▶ DOCUMENT EXCERPT
-- -- --

Second, the case cannot be dismissed as an attempt to “thwart Brexit”—and certainly not by the government, which had argued its whole case on the basis that proroguing parliament had nothing to do with Brexit but was to prepare for a Queen’s Speech. Third, by dismissing the appeal against the Scottish Court of Session ruling, and finding Boris Johnson’s advice to prorogue both justiciable and unlawful, the Court avoided any discord, or tension between nations of the union.
The full judgment is also handed down in the names of both Lady Hale (President) and Lord Reed (the Vice President, and future Supreme Court President). As Lord Reed was in the minority in dissenting in Miller 1 (on the necessity of obtaining parliamentary consent before triggering Article 50) and had, according to some, appeared more sympathetic to the government case, his listing as co-author of the judgment seems significant.
Legal cases do not always make easy reading. But this judgment is very clear, setting out the issues methodically, in four stages. I will just summarise these main points here, but anyone can, and should, read the judgment for themselves.

-- -- --

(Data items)
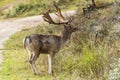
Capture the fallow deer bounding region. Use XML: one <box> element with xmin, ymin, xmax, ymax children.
<box><xmin>24</xmin><ymin>5</ymin><xmax>79</xmax><ymax>75</ymax></box>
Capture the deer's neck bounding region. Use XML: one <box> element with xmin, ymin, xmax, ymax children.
<box><xmin>61</xmin><ymin>30</ymin><xmax>71</xmax><ymax>44</ymax></box>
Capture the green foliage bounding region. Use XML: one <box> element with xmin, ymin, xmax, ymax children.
<box><xmin>0</xmin><ymin>0</ymin><xmax>120</xmax><ymax>80</ymax></box>
<box><xmin>1</xmin><ymin>0</ymin><xmax>78</xmax><ymax>18</ymax></box>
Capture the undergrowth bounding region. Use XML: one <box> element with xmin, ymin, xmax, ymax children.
<box><xmin>0</xmin><ymin>0</ymin><xmax>120</xmax><ymax>80</ymax></box>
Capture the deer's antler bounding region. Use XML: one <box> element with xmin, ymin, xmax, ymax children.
<box><xmin>43</xmin><ymin>3</ymin><xmax>71</xmax><ymax>25</ymax></box>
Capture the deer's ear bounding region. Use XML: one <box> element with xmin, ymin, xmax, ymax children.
<box><xmin>64</xmin><ymin>24</ymin><xmax>67</xmax><ymax>29</ymax></box>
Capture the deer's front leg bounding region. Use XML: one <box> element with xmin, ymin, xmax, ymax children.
<box><xmin>48</xmin><ymin>54</ymin><xmax>54</xmax><ymax>74</ymax></box>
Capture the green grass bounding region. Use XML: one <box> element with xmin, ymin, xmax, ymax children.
<box><xmin>0</xmin><ymin>25</ymin><xmax>107</xmax><ymax>80</ymax></box>
<box><xmin>0</xmin><ymin>0</ymin><xmax>14</xmax><ymax>7</ymax></box>
<box><xmin>0</xmin><ymin>0</ymin><xmax>120</xmax><ymax>80</ymax></box>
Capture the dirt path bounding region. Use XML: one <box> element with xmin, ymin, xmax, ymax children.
<box><xmin>0</xmin><ymin>11</ymin><xmax>75</xmax><ymax>68</ymax></box>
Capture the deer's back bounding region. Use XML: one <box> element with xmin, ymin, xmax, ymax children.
<box><xmin>24</xmin><ymin>34</ymin><xmax>61</xmax><ymax>53</ymax></box>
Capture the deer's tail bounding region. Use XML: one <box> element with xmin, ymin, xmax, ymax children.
<box><xmin>23</xmin><ymin>36</ymin><xmax>31</xmax><ymax>49</ymax></box>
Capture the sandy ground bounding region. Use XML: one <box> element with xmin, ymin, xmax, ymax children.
<box><xmin>0</xmin><ymin>11</ymin><xmax>75</xmax><ymax>68</ymax></box>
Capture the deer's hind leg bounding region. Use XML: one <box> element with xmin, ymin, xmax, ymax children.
<box><xmin>29</xmin><ymin>53</ymin><xmax>39</xmax><ymax>75</ymax></box>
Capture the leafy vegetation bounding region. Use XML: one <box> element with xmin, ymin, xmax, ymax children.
<box><xmin>1</xmin><ymin>0</ymin><xmax>79</xmax><ymax>18</ymax></box>
<box><xmin>0</xmin><ymin>0</ymin><xmax>120</xmax><ymax>80</ymax></box>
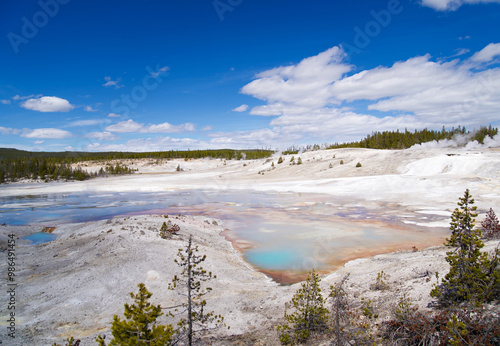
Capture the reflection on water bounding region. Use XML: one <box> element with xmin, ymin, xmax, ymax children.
<box><xmin>0</xmin><ymin>190</ymin><xmax>447</xmax><ymax>283</ymax></box>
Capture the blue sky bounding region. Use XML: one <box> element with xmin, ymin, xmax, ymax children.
<box><xmin>0</xmin><ymin>0</ymin><xmax>500</xmax><ymax>151</ymax></box>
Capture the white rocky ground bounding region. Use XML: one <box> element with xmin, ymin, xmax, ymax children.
<box><xmin>0</xmin><ymin>149</ymin><xmax>500</xmax><ymax>345</ymax></box>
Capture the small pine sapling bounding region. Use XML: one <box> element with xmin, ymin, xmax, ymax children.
<box><xmin>481</xmin><ymin>208</ymin><xmax>500</xmax><ymax>239</ymax></box>
<box><xmin>96</xmin><ymin>283</ymin><xmax>174</xmax><ymax>346</ymax></box>
<box><xmin>168</xmin><ymin>236</ymin><xmax>229</xmax><ymax>345</ymax></box>
<box><xmin>277</xmin><ymin>270</ymin><xmax>328</xmax><ymax>344</ymax></box>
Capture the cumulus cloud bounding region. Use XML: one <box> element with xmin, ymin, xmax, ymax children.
<box><xmin>85</xmin><ymin>131</ymin><xmax>120</xmax><ymax>141</ymax></box>
<box><xmin>150</xmin><ymin>65</ymin><xmax>170</xmax><ymax>78</ymax></box>
<box><xmin>105</xmin><ymin>119</ymin><xmax>195</xmax><ymax>133</ymax></box>
<box><xmin>21</xmin><ymin>128</ymin><xmax>72</xmax><ymax>139</ymax></box>
<box><xmin>226</xmin><ymin>42</ymin><xmax>500</xmax><ymax>147</ymax></box>
<box><xmin>241</xmin><ymin>47</ymin><xmax>352</xmax><ymax>108</ymax></box>
<box><xmin>421</xmin><ymin>0</ymin><xmax>500</xmax><ymax>11</ymax></box>
<box><xmin>105</xmin><ymin>119</ymin><xmax>144</xmax><ymax>133</ymax></box>
<box><xmin>233</xmin><ymin>104</ymin><xmax>248</xmax><ymax>112</ymax></box>
<box><xmin>146</xmin><ymin>123</ymin><xmax>195</xmax><ymax>133</ymax></box>
<box><xmin>68</xmin><ymin>119</ymin><xmax>104</xmax><ymax>127</ymax></box>
<box><xmin>83</xmin><ymin>106</ymin><xmax>97</xmax><ymax>112</ymax></box>
<box><xmin>102</xmin><ymin>76</ymin><xmax>123</xmax><ymax>89</ymax></box>
<box><xmin>0</xmin><ymin>126</ymin><xmax>19</xmax><ymax>135</ymax></box>
<box><xmin>21</xmin><ymin>96</ymin><xmax>74</xmax><ymax>113</ymax></box>
<box><xmin>471</xmin><ymin>43</ymin><xmax>500</xmax><ymax>63</ymax></box>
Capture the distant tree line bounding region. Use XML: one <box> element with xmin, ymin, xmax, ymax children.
<box><xmin>0</xmin><ymin>148</ymin><xmax>274</xmax><ymax>163</ymax></box>
<box><xmin>0</xmin><ymin>148</ymin><xmax>273</xmax><ymax>183</ymax></box>
<box><xmin>0</xmin><ymin>158</ymin><xmax>91</xmax><ymax>183</ymax></box>
<box><xmin>327</xmin><ymin>125</ymin><xmax>498</xmax><ymax>149</ymax></box>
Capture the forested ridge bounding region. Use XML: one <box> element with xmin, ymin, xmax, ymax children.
<box><xmin>327</xmin><ymin>125</ymin><xmax>498</xmax><ymax>149</ymax></box>
<box><xmin>0</xmin><ymin>148</ymin><xmax>273</xmax><ymax>183</ymax></box>
<box><xmin>0</xmin><ymin>125</ymin><xmax>498</xmax><ymax>183</ymax></box>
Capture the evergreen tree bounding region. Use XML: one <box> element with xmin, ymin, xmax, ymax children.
<box><xmin>169</xmin><ymin>236</ymin><xmax>224</xmax><ymax>346</ymax></box>
<box><xmin>481</xmin><ymin>208</ymin><xmax>500</xmax><ymax>239</ymax></box>
<box><xmin>96</xmin><ymin>283</ymin><xmax>174</xmax><ymax>346</ymax></box>
<box><xmin>277</xmin><ymin>270</ymin><xmax>328</xmax><ymax>344</ymax></box>
<box><xmin>431</xmin><ymin>189</ymin><xmax>500</xmax><ymax>305</ymax></box>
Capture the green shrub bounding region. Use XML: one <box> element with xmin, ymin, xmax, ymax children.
<box><xmin>277</xmin><ymin>270</ymin><xmax>328</xmax><ymax>345</ymax></box>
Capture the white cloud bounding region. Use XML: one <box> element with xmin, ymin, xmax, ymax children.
<box><xmin>150</xmin><ymin>65</ymin><xmax>170</xmax><ymax>78</ymax></box>
<box><xmin>102</xmin><ymin>76</ymin><xmax>123</xmax><ymax>89</ymax></box>
<box><xmin>68</xmin><ymin>119</ymin><xmax>104</xmax><ymax>126</ymax></box>
<box><xmin>105</xmin><ymin>119</ymin><xmax>195</xmax><ymax>133</ymax></box>
<box><xmin>471</xmin><ymin>43</ymin><xmax>500</xmax><ymax>63</ymax></box>
<box><xmin>226</xmin><ymin>43</ymin><xmax>500</xmax><ymax>147</ymax></box>
<box><xmin>21</xmin><ymin>128</ymin><xmax>72</xmax><ymax>139</ymax></box>
<box><xmin>21</xmin><ymin>96</ymin><xmax>74</xmax><ymax>112</ymax></box>
<box><xmin>241</xmin><ymin>47</ymin><xmax>352</xmax><ymax>108</ymax></box>
<box><xmin>421</xmin><ymin>0</ymin><xmax>500</xmax><ymax>11</ymax></box>
<box><xmin>85</xmin><ymin>131</ymin><xmax>120</xmax><ymax>141</ymax></box>
<box><xmin>0</xmin><ymin>126</ymin><xmax>19</xmax><ymax>135</ymax></box>
<box><xmin>233</xmin><ymin>104</ymin><xmax>248</xmax><ymax>112</ymax></box>
<box><xmin>145</xmin><ymin>123</ymin><xmax>195</xmax><ymax>133</ymax></box>
<box><xmin>105</xmin><ymin>119</ymin><xmax>144</xmax><ymax>133</ymax></box>
<box><xmin>12</xmin><ymin>94</ymin><xmax>43</xmax><ymax>101</ymax></box>
<box><xmin>83</xmin><ymin>106</ymin><xmax>97</xmax><ymax>112</ymax></box>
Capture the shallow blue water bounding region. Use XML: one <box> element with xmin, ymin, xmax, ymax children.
<box><xmin>0</xmin><ymin>190</ymin><xmax>446</xmax><ymax>280</ymax></box>
<box><xmin>22</xmin><ymin>232</ymin><xmax>57</xmax><ymax>245</ymax></box>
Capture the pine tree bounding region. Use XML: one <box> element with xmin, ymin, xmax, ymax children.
<box><xmin>169</xmin><ymin>236</ymin><xmax>225</xmax><ymax>346</ymax></box>
<box><xmin>96</xmin><ymin>283</ymin><xmax>174</xmax><ymax>346</ymax></box>
<box><xmin>481</xmin><ymin>208</ymin><xmax>500</xmax><ymax>239</ymax></box>
<box><xmin>277</xmin><ymin>270</ymin><xmax>328</xmax><ymax>344</ymax></box>
<box><xmin>431</xmin><ymin>189</ymin><xmax>500</xmax><ymax>305</ymax></box>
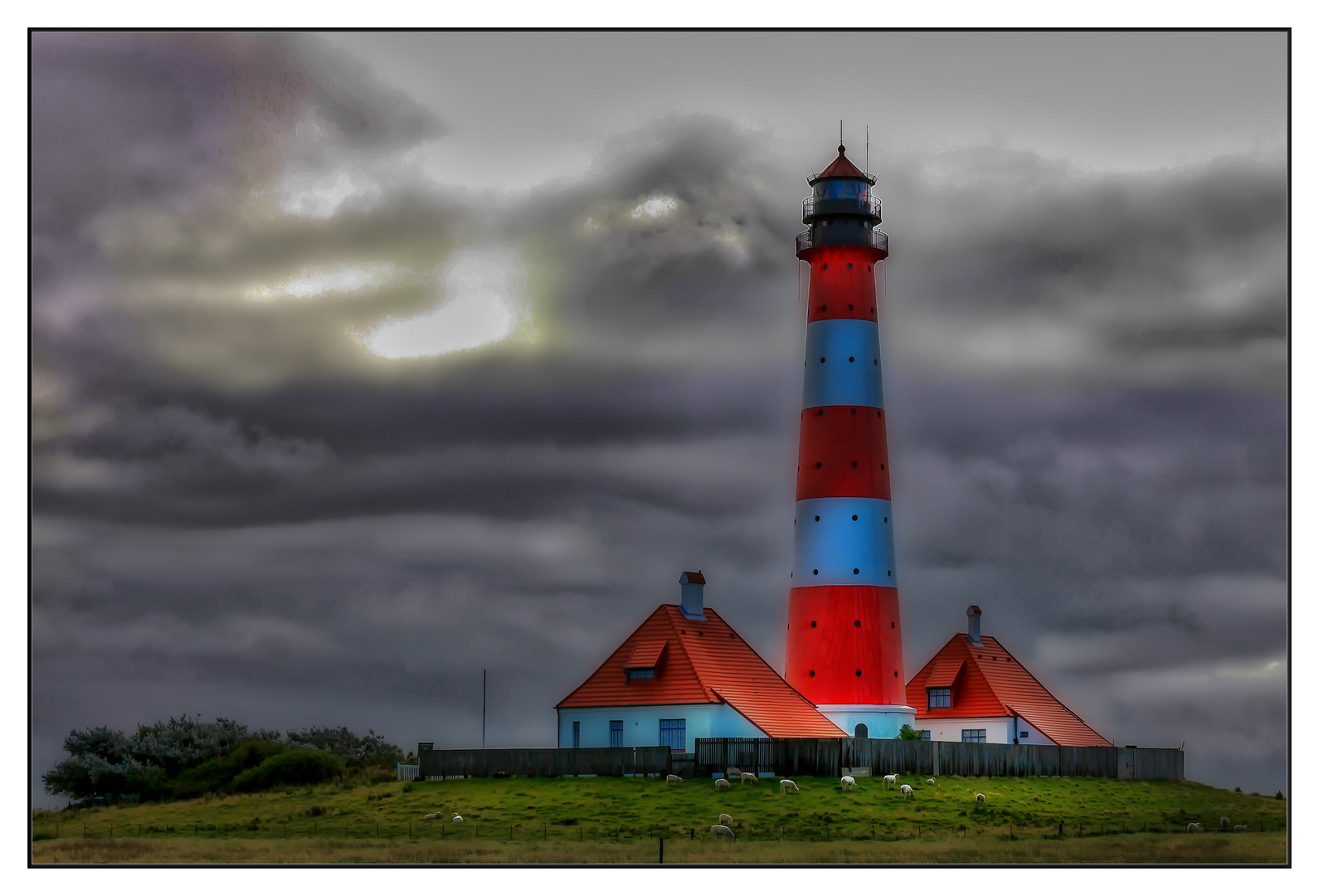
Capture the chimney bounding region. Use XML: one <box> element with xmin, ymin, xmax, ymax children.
<box><xmin>678</xmin><ymin>570</ymin><xmax>706</xmax><ymax>621</ymax></box>
<box><xmin>966</xmin><ymin>604</ymin><xmax>980</xmax><ymax>646</ymax></box>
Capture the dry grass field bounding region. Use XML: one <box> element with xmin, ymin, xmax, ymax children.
<box><xmin>32</xmin><ymin>777</ymin><xmax>1287</xmax><ymax>864</ymax></box>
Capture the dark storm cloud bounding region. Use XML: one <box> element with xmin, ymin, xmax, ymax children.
<box><xmin>32</xmin><ymin>36</ymin><xmax>1286</xmax><ymax>786</ymax></box>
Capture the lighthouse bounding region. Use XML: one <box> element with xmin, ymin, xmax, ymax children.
<box><xmin>785</xmin><ymin>144</ymin><xmax>915</xmax><ymax>738</ymax></box>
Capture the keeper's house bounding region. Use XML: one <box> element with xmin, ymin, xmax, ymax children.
<box><xmin>906</xmin><ymin>606</ymin><xmax>1113</xmax><ymax>747</ymax></box>
<box><xmin>555</xmin><ymin>572</ymin><xmax>847</xmax><ymax>752</ymax></box>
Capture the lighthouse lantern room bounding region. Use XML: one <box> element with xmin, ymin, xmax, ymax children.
<box><xmin>785</xmin><ymin>144</ymin><xmax>915</xmax><ymax>738</ymax></box>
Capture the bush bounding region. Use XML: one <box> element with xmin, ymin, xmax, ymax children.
<box><xmin>233</xmin><ymin>749</ymin><xmax>344</xmax><ymax>791</ymax></box>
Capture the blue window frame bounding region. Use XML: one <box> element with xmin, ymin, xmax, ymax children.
<box><xmin>660</xmin><ymin>719</ymin><xmax>687</xmax><ymax>752</ymax></box>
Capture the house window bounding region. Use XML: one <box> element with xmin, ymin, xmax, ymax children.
<box><xmin>660</xmin><ymin>719</ymin><xmax>687</xmax><ymax>752</ymax></box>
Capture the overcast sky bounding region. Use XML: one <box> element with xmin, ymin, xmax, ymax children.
<box><xmin>32</xmin><ymin>33</ymin><xmax>1288</xmax><ymax>805</ymax></box>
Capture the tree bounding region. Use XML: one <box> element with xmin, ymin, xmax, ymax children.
<box><xmin>897</xmin><ymin>724</ymin><xmax>925</xmax><ymax>740</ymax></box>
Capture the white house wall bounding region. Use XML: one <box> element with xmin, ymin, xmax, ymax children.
<box><xmin>914</xmin><ymin>715</ymin><xmax>1054</xmax><ymax>746</ymax></box>
<box><xmin>558</xmin><ymin>704</ymin><xmax>767</xmax><ymax>752</ymax></box>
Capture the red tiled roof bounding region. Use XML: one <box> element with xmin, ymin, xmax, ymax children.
<box><xmin>906</xmin><ymin>633</ymin><xmax>1112</xmax><ymax>747</ymax></box>
<box><xmin>622</xmin><ymin>641</ymin><xmax>669</xmax><ymax>669</ymax></box>
<box><xmin>558</xmin><ymin>603</ymin><xmax>847</xmax><ymax>738</ymax></box>
<box><xmin>913</xmin><ymin>656</ymin><xmax>964</xmax><ymax>691</ymax></box>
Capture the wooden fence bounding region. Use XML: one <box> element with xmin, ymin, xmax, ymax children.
<box><xmin>416</xmin><ymin>747</ymin><xmax>673</xmax><ymax>780</ymax></box>
<box><xmin>695</xmin><ymin>738</ymin><xmax>1185</xmax><ymax>780</ymax></box>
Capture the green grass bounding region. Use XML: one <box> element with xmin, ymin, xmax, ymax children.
<box><xmin>33</xmin><ymin>776</ymin><xmax>1286</xmax><ymax>862</ymax></box>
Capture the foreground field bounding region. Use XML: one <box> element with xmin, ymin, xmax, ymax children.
<box><xmin>33</xmin><ymin>834</ymin><xmax>1287</xmax><ymax>864</ymax></box>
<box><xmin>33</xmin><ymin>777</ymin><xmax>1286</xmax><ymax>863</ymax></box>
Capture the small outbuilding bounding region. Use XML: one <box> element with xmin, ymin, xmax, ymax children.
<box><xmin>906</xmin><ymin>606</ymin><xmax>1113</xmax><ymax>747</ymax></box>
<box><xmin>555</xmin><ymin>572</ymin><xmax>847</xmax><ymax>752</ymax></box>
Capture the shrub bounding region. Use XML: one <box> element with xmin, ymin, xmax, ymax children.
<box><xmin>233</xmin><ymin>749</ymin><xmax>343</xmax><ymax>791</ymax></box>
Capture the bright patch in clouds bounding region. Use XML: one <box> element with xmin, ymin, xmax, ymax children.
<box><xmin>243</xmin><ymin>261</ymin><xmax>401</xmax><ymax>299</ymax></box>
<box><xmin>632</xmin><ymin>197</ymin><xmax>678</xmax><ymax>217</ymax></box>
<box><xmin>362</xmin><ymin>250</ymin><xmax>532</xmax><ymax>358</ymax></box>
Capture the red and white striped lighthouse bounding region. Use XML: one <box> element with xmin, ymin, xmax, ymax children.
<box><xmin>785</xmin><ymin>145</ymin><xmax>915</xmax><ymax>738</ymax></box>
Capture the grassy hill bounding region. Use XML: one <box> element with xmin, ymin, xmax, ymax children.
<box><xmin>33</xmin><ymin>777</ymin><xmax>1286</xmax><ymax>862</ymax></box>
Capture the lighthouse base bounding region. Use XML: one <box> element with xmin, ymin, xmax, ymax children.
<box><xmin>815</xmin><ymin>704</ymin><xmax>915</xmax><ymax>740</ymax></box>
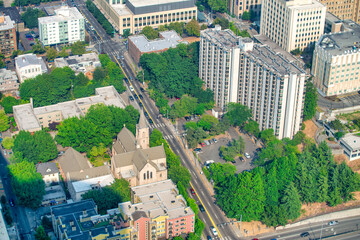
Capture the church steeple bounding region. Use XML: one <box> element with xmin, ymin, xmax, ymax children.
<box><xmin>136</xmin><ymin>111</ymin><xmax>150</xmax><ymax>149</ymax></box>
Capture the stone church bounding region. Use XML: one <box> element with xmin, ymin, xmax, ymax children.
<box><xmin>111</xmin><ymin>112</ymin><xmax>167</xmax><ymax>187</ymax></box>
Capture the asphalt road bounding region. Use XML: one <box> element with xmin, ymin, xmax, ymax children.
<box><xmin>258</xmin><ymin>216</ymin><xmax>360</xmax><ymax>240</ymax></box>
<box><xmin>74</xmin><ymin>0</ymin><xmax>239</xmax><ymax>240</ymax></box>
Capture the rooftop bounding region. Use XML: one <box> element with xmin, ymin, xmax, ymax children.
<box><xmin>129</xmin><ymin>30</ymin><xmax>187</xmax><ymax>53</ymax></box>
<box><xmin>119</xmin><ymin>179</ymin><xmax>194</xmax><ymax>219</ymax></box>
<box><xmin>39</xmin><ymin>6</ymin><xmax>84</xmax><ymax>24</ymax></box>
<box><xmin>341</xmin><ymin>133</ymin><xmax>360</xmax><ymax>151</ymax></box>
<box><xmin>0</xmin><ymin>15</ymin><xmax>15</xmax><ymax>31</ymax></box>
<box><xmin>316</xmin><ymin>20</ymin><xmax>360</xmax><ymax>56</ymax></box>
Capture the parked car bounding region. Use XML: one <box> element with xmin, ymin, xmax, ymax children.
<box><xmin>199</xmin><ymin>204</ymin><xmax>205</xmax><ymax>212</ymax></box>
<box><xmin>210</xmin><ymin>226</ymin><xmax>218</xmax><ymax>236</ymax></box>
<box><xmin>328</xmin><ymin>221</ymin><xmax>339</xmax><ymax>226</ymax></box>
<box><xmin>300</xmin><ymin>232</ymin><xmax>310</xmax><ymax>237</ymax></box>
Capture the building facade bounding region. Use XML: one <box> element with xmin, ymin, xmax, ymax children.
<box><xmin>260</xmin><ymin>0</ymin><xmax>326</xmax><ymax>52</ymax></box>
<box><xmin>0</xmin><ymin>14</ymin><xmax>17</xmax><ymax>57</ymax></box>
<box><xmin>15</xmin><ymin>53</ymin><xmax>47</xmax><ymax>83</ymax></box>
<box><xmin>94</xmin><ymin>0</ymin><xmax>197</xmax><ymax>34</ymax></box>
<box><xmin>199</xmin><ymin>27</ymin><xmax>307</xmax><ymax>139</ymax></box>
<box><xmin>228</xmin><ymin>0</ymin><xmax>262</xmax><ymax>18</ymax></box>
<box><xmin>0</xmin><ymin>68</ymin><xmax>20</xmax><ymax>93</ymax></box>
<box><xmin>39</xmin><ymin>6</ymin><xmax>85</xmax><ymax>46</ymax></box>
<box><xmin>311</xmin><ymin>20</ymin><xmax>360</xmax><ymax>96</ymax></box>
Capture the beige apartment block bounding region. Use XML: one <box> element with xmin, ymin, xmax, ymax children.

-- -- --

▶ SET OF TASKS
a: Quote the passage on the prorogation ruling word for word, starting at "Second, the case" and ending at "of the union.".
b: In the passage on the prorogation ruling, who is described as the Vice President and future Supreme Court President?
c: Carry on the passage on the prorogation ruling from its final sentence.
These data items were taken from a different source.

▶ RESPONSES TO THE TASKS
a:
Second, the case cannot be dismissed as an attempt to “thwart Brexit”—and certainly not by the government, which had argued its whole case on the basis that proroguing parliament had nothing to do with Brexit but was to prepare for a Queen’s Speech. Third, by dismissing the appeal against the Scottish Court of Session ruling, and finding Boris Johnson’s advice to prorogue both justiciable and unlawful, the Court avoided any discord, or tension between nations of the union.

b: Lord Reed

c:
The first issue was whether the lawfulness of the prime minister’s advice to the Queen is justiciable—ie a matter that can be determined by a court. If the Supreme Court had found it non justiciable, the judgment would have ended there. Notably, the High Court, in contrast to the Scottish Court of Session, held that it was a matter reserved for “high policy and politics.” The Supreme Court however found it justiciable. Some, such as former Supreme Court justice Lord Sumption, had suggested a finding of non-justiciability was simply constitutional orthodoxy. The 11 current judges disagreed, concluding the case was about “the limits of the power to advise Her Majesty to prorogue parliament”—a matter they could determine. As if to stress the orthodoxy of this holding, the Court cited caselaw going back to 1611 in support. As was stated in the judgment: “Although the courts cannot decide political questions, the fact that a legal dispute concerns the conduct of politicians, or arises from a matter of political controversy, has never been sufficient reason for the courts to refuse to consider it.”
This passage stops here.